-- start PROVIDED INFORMATION --

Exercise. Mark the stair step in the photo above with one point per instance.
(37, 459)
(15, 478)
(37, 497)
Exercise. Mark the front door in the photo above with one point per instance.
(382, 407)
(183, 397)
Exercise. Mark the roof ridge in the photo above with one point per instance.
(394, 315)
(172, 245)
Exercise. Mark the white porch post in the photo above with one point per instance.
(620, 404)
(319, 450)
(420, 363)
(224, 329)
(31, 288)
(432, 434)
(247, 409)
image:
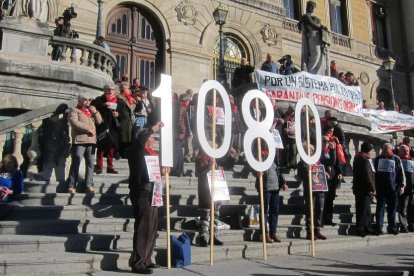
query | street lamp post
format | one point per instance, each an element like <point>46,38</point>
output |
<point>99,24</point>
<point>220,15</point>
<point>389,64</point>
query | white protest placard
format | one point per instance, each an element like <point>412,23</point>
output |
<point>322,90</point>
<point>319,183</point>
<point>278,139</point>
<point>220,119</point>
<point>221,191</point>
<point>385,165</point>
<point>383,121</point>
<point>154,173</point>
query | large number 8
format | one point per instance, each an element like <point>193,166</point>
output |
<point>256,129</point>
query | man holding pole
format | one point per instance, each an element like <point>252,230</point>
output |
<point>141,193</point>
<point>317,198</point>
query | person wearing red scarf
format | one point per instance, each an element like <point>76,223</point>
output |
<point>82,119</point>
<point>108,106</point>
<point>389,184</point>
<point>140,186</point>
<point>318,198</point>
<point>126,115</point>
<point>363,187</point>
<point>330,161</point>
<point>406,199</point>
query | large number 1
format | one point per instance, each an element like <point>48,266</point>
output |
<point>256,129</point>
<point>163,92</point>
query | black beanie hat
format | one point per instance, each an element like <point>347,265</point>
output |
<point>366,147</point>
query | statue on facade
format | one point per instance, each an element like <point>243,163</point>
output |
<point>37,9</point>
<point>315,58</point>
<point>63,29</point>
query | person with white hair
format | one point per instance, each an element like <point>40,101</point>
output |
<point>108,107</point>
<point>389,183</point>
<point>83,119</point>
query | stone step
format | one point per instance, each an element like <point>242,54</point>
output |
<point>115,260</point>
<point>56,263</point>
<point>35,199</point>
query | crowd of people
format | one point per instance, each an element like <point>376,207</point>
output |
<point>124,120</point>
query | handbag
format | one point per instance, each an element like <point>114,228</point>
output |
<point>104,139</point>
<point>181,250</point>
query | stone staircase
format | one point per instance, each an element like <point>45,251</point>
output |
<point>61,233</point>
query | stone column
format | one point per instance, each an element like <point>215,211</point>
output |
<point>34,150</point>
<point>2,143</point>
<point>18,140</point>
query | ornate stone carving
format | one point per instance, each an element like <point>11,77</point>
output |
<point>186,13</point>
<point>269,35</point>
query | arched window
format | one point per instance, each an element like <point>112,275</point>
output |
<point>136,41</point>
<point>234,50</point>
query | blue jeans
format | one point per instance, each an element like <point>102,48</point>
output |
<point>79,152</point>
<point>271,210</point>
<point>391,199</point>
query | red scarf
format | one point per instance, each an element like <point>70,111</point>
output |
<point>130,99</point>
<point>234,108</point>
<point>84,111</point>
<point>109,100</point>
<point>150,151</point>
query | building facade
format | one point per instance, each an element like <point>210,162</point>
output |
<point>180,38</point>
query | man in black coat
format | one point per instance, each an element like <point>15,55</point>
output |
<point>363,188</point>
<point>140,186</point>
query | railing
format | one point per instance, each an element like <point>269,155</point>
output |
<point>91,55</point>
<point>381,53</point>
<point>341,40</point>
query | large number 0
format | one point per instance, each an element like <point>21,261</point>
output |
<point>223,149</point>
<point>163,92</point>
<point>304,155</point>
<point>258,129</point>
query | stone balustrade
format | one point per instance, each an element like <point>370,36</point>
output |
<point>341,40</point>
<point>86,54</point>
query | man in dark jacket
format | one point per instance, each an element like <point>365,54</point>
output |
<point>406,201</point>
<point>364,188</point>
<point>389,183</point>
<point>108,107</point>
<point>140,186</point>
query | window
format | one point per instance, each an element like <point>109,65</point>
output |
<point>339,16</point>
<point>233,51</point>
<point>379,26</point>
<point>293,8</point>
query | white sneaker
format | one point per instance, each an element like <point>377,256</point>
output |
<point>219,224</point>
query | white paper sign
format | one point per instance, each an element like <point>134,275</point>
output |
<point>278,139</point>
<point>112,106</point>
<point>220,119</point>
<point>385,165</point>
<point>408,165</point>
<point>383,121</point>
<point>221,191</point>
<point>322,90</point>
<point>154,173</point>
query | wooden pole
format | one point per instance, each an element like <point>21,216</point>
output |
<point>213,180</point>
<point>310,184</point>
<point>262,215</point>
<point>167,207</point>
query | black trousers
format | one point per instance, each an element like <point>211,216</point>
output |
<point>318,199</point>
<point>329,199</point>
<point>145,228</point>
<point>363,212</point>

-- end PROVIDED INFORMATION --

§ WORK INSTRUCTIONS
Turn the entries above into one numbered list, a line per number, with blank lines dropped. Leave the pictures out.

§ ANSWER TO THE EXERCISE
1. Exercise. Mark the stair step in the photo above with one point per instance.
2. (37, 459)
3. (15, 478)
4. (37, 497)
5. Exercise. Mark the front door in the photo above with one point per instance.
6. (382, 407)
7. (183, 397)
8. Exercise. Mark the roof ridge in the photo above with one point per instance.
9. (394, 315)
10. (172, 245)
11. Exercise. Mark the white porch post in the photo above with one point per instance.
12. (620, 404)
13. (319, 450)
14. (420, 363)
15. (224, 329)
16. (31, 288)
17. (432, 434)
18. (247, 409)
19. image:
20. query | street lamp post
21. format | one point per instance, each an element like <point>46,38</point>
22. output |
23. <point>99,24</point>
24. <point>220,15</point>
25. <point>389,64</point>
26. query | white protest placard
27. format | one point per instance, each an element like <point>412,23</point>
28. output |
29. <point>322,90</point>
30. <point>319,183</point>
31. <point>278,139</point>
32. <point>220,119</point>
33. <point>221,191</point>
34. <point>385,165</point>
35. <point>383,121</point>
36. <point>154,173</point>
37. query | large number 8
38. format | one point per instance, each an element like <point>193,166</point>
39. output |
40. <point>256,129</point>
41. query | man holding pole
42. format | one point per instance, each an element like <point>252,230</point>
43. output |
44. <point>141,193</point>
45. <point>317,198</point>
46. query | person wearing red scarf
47. format | one point per instance, each an element like <point>76,223</point>
48. output |
49. <point>82,119</point>
50. <point>108,106</point>
51. <point>389,184</point>
52. <point>140,186</point>
53. <point>318,198</point>
54. <point>126,115</point>
55. <point>363,187</point>
56. <point>330,161</point>
57. <point>406,199</point>
58. query | large number 1
59. format | one point per instance, each an element like <point>48,266</point>
60. output |
61. <point>256,129</point>
62. <point>163,92</point>
63. query | black beanie hat
64. format | one point per instance, each an element like <point>347,265</point>
65. output |
66. <point>366,147</point>
67. query | statue on facade
68. format | one point per instance, each an element like <point>243,163</point>
69. output |
70. <point>37,9</point>
71. <point>315,58</point>
72. <point>63,29</point>
73. query | person with white hair
74. format | one point per instance, each an element like <point>40,101</point>
75. output |
76. <point>108,107</point>
77. <point>389,183</point>
78. <point>83,119</point>
79. query | stone step
80. format | one point per instance, each an element like <point>242,54</point>
81. output |
82. <point>115,260</point>
83. <point>56,263</point>
84. <point>35,199</point>
85. query | crowd of people
86. format | one point per instance, each an element like <point>376,207</point>
87. output |
88. <point>124,120</point>
89. query | handbag
90. format | one point per instance, each an element like <point>114,228</point>
91. output |
92. <point>104,139</point>
93. <point>181,250</point>
94. query | stone staircase
95. format | one point per instance, each an element like <point>45,251</point>
96. output |
97. <point>61,233</point>
98. query | stone column
99. format | one point per instance, each an element like <point>215,211</point>
100. output |
101. <point>34,150</point>
102. <point>2,143</point>
103. <point>18,140</point>
104. query | ornate stone carving
105. format | one point per instance, each an element like <point>11,77</point>
106. output |
107. <point>186,13</point>
108. <point>269,35</point>
109. query | arched window
110. format | one point per instance, each an element like <point>112,275</point>
111. output |
112. <point>136,41</point>
113. <point>234,50</point>
114. query | blue jeans
115. format | one point per instance, each an element like <point>102,48</point>
116. output |
117. <point>79,152</point>
118. <point>271,210</point>
119. <point>391,199</point>
120. query | red scarf
121. format | one point per instance, each an element like <point>70,111</point>
122. output |
123. <point>130,99</point>
124. <point>234,108</point>
125. <point>84,111</point>
126. <point>109,100</point>
127. <point>150,151</point>
128. query | building facade
129. format | one point per instance, each an element like <point>210,162</point>
130. output |
131. <point>180,38</point>
132. query | man in black coat
133. format | one point per instance, each an element like <point>15,55</point>
134. output |
135. <point>363,188</point>
136. <point>140,186</point>
137. query | railing
138. format | one point per instance, each an element like <point>269,155</point>
139. output |
140. <point>91,55</point>
141. <point>381,53</point>
142. <point>341,40</point>
143. query | large number 0
144. format | one point per instance, each an element like <point>21,261</point>
145. output |
146. <point>223,149</point>
147. <point>163,92</point>
148. <point>304,155</point>
149. <point>258,129</point>
150. query | stone balustrade
151. format | one point per instance, each an element like <point>370,36</point>
152. output |
153. <point>341,40</point>
154. <point>86,54</point>
155. query | man in dark jacket
156. format | one point per instance, each an element like <point>365,54</point>
157. output |
158. <point>406,201</point>
159. <point>364,188</point>
160. <point>389,183</point>
161. <point>108,107</point>
162. <point>140,186</point>
163. query | window
164. format | one point per instance, each an element like <point>109,65</point>
165. output |
166. <point>339,16</point>
167. <point>233,51</point>
168. <point>379,26</point>
169. <point>293,8</point>
170. query | white sneaker
171. format | one point per instance, each an element like <point>377,256</point>
172. output |
173. <point>219,224</point>
174. query | white paper sign
175. format | one point per instance, each an element like <point>134,275</point>
176. output |
177. <point>278,139</point>
178. <point>112,106</point>
179. <point>220,119</point>
180. <point>385,165</point>
181. <point>408,165</point>
182. <point>383,121</point>
183. <point>221,191</point>
184. <point>322,90</point>
185. <point>154,173</point>
186. query | wooden pole
187. format | one point per instance, each an element like <point>21,216</point>
188. output |
189. <point>213,180</point>
190. <point>310,184</point>
191. <point>262,215</point>
192. <point>167,207</point>
193. query | black trousers
194. format | one point per instance, each an element like <point>211,216</point>
195. output |
196. <point>318,199</point>
197. <point>329,199</point>
198. <point>145,228</point>
199. <point>363,212</point>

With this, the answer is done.